* _Aim 1_
How many patterns are on the working list in the article on real-time web work?

* _Extract_
** Begin **
The gap between "we shipped a real-time feature" and "we shipped a real-time feature that stays up under load" is usually a small set of patterns. Each one is cheap to implement. Skipping any of them creates a class of bug that is annoying to debug after the fact and easy to prevent up front.

This is the working list we keep at 137Foundry for real-time web work. Seven patterns, why each matters, and what good looks like.

A wall of monitors showing real-time data streams in a network operations center
Photo by Samon Yu on Pexels

1. Broadcast the bytes, not the object

The most common mistake in a real-time fan-out is to serialize the payload once per connected client. Build a payload object, JSON-stringify it for client A, JSON-stringify it again for client B, and so on. At a few hundred connected clients per process, the serialization cost dominates the broadcast latency, and the server starts dropping behind the producer.

The fix is to serialize once before the fan-out and write the same bytes to every connected client. For Server-Sent Events, build the event line as a string once and call res.write(line) in a loop. For WebSockets, serialize the frame once and call socket.send(frame) in a loop.

This single change can cut broadcast latency by an order of magnitude at the high end. Documented well in the Node.js performance guide and most WebSocket library guides.

2. Use a shared bus for multi-process fan-out

A single application process can hold a few thousand connections comfortably on a modern event-loop runtime. Past that, you need multiple processes behind a load balancer, and each process holds a subset of the active subscribers.
** End **
* _Records shown_
** Begin **
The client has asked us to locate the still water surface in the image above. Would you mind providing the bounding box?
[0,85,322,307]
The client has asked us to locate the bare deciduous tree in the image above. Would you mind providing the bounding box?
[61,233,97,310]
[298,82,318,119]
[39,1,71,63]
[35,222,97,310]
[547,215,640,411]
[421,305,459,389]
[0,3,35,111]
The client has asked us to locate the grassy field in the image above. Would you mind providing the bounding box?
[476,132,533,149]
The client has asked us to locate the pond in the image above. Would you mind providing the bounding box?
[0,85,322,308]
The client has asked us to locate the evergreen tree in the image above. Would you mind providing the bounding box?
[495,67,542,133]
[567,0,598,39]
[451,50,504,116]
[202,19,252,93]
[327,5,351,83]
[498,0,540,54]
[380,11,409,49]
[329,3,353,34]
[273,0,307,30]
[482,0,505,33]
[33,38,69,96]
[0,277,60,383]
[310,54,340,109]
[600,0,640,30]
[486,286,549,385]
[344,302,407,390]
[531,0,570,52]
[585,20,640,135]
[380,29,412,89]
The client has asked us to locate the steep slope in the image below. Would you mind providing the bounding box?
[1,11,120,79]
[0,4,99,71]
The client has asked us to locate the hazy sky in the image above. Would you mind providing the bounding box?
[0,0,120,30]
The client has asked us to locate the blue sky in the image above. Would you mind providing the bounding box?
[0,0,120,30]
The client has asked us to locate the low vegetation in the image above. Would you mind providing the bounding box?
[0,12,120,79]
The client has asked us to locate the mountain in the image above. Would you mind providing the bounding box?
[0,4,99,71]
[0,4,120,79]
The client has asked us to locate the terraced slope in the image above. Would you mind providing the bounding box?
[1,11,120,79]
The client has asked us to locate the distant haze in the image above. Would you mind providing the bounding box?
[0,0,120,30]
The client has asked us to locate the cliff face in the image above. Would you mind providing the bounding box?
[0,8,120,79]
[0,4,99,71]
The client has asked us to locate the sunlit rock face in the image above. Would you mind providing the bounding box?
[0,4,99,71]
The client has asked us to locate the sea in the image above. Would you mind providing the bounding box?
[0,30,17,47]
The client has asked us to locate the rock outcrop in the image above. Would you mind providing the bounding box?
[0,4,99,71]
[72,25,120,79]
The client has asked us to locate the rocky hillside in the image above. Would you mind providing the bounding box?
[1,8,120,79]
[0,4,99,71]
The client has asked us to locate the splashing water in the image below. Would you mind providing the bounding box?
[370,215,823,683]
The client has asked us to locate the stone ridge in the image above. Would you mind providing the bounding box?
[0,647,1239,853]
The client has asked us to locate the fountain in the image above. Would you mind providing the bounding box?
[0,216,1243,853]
** End **
* _Aim 2_
Format the records from the line containing "The client has asked us to locate the stone" through the end of the records, both ends included, as a JSON list of strings with one string per line and blank lines left out.

* _Solution 1_
Seven.

* _Solution 2_
[
  "The client has asked us to locate the stone ridge in the image above. Would you mind providing the bounding box?",
  "[0,647,1239,853]",
  "The client has asked us to locate the fountain in the image above. Would you mind providing the bounding box?",
  "[0,216,1243,853]"
]